> **Quoted text**
"""
Following [24], we deal with the need to coordinate dispatchers’ decisions while keeping them independent by randomizing their decisions. In essence, a dispatcher computes a probability distribution \(P=[p_1,\ldots ,p_n]\) in each round. Each job’s destination is then drawn according to P, thus making the decisions independent. The probabilities in P take into consideration both server loads and what other dispatchers might draw. In [24], the authors name this approach stochastic coordination. The main challenge in stochastic coordination is identifying the right probabilities, and computing them.

We now turn our focus to computing the ideal workload (iwl). Note that the iwl determines the iba (\(=\{{\bar{a}}_s\}_{s\in {{\mathcal {S}}}}\)) since for all \(s\in {{\mathcal {S}}}\):

$$\begin{aligned} \begin{aligned} {\bar{a}}_s~=~ \mu _s\cdot \max \left\{ \frac{q_s}{\mu _s},\, \textsc {iwl}\right\} - q_s. \end{aligned} \end{aligned}$$
(2)

We develop an algorithm that computes the iwl in a heterogeneous system. The pseudocode appears in Algorithm 1. Roughly speaking, it works as follows. It starts with the current state of the system and iteratively assigns work that increases the minimal load, i.e., \(\min \frac{q_s+{\bar{a}}_s}{\mu _s}\) until it reaches the iwl. At each iteration, unassigned work is assigned to the least loaded servers until they reach the closest higher load. The algorithm returns when no unassigned work remains. Moreover, ComputeIdealWorkLoad is efficient. That is, it runs in O(n) time, if the values of \(\frac{q_s}{\mu _s}\) at the servers are pre-sorted (otherwise, the algorithm’s complexity is dominated by the task of sorting these n values). In the algorithm and henceforth, we often use ‘a’ as a shorthand for the total sum of arrivals:  \(a\,\triangleq \sum \limits _{d\in {{\mathcal {D}}}}\!\!{a^{(d)}}\).
"""
> **Description of the task**
Reproduce the load-balancing text word for word, from "Following [24], we" up to and including "and computing them.". The data that comes after this has nothing to do with the load-balancing text.

> **Listing**
"""
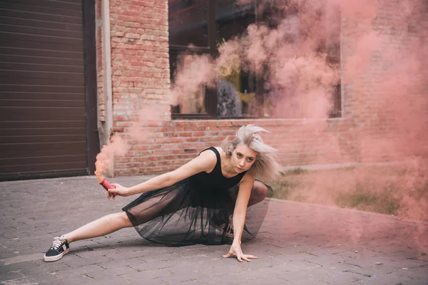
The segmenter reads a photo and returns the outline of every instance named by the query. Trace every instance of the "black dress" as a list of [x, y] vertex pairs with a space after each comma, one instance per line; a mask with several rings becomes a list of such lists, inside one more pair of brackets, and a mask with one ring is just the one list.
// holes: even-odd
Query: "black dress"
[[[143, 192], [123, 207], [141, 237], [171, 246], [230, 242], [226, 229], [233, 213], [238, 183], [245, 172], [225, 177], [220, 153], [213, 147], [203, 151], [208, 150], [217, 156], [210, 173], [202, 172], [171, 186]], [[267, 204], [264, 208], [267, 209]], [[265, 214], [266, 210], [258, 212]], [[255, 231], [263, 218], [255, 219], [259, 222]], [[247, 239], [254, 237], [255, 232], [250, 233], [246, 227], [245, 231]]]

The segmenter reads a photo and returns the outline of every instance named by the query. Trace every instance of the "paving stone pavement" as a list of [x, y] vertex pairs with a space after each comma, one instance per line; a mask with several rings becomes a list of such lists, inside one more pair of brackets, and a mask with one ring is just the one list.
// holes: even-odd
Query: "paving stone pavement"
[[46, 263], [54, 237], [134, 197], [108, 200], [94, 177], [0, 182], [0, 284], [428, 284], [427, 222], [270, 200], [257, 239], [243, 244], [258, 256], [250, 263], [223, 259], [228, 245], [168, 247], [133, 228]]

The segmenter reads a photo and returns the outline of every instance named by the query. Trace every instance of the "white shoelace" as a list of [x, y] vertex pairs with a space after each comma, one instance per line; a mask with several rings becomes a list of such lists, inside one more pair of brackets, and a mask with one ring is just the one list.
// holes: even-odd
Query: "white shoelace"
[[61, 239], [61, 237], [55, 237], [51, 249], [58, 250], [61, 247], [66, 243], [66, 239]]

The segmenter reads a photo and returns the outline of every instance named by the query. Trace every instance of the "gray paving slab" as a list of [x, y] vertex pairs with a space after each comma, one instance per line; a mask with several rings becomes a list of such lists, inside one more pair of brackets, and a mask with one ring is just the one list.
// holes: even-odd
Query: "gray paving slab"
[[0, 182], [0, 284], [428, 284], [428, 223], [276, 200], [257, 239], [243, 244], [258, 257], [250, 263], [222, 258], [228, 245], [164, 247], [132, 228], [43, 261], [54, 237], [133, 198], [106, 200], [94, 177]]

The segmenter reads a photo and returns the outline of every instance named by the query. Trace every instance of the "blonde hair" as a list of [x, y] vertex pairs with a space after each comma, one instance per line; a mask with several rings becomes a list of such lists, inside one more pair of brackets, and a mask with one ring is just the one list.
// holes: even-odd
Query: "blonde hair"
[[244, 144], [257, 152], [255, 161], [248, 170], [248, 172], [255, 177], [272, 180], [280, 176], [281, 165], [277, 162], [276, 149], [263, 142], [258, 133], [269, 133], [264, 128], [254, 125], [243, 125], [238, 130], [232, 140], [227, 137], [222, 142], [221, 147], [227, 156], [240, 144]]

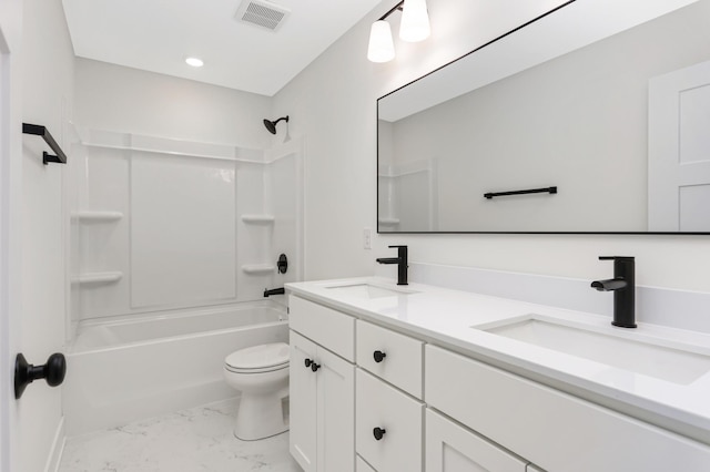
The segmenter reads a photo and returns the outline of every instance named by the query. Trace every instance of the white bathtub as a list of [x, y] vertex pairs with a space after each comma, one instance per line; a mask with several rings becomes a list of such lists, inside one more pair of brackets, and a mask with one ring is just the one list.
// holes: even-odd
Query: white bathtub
"""
> **Answer to this task**
Following [24], we deal with the need to coordinate dispatchers’ decisions while keeping them independent by randomizing their decisions. In essence, a dispatcher computes a probability distribution \(P=[p_1,\ldots ,p_n]\) in each round. Each job’s destination is then drawn according to P, thus making the decisions independent. The probabilities in P take into consideration both server loads and what other dispatchers might draw. In [24], the authors name this approach stochastic coordination. The main challenge in stochastic coordination is identifying the right probabilities, and computing them.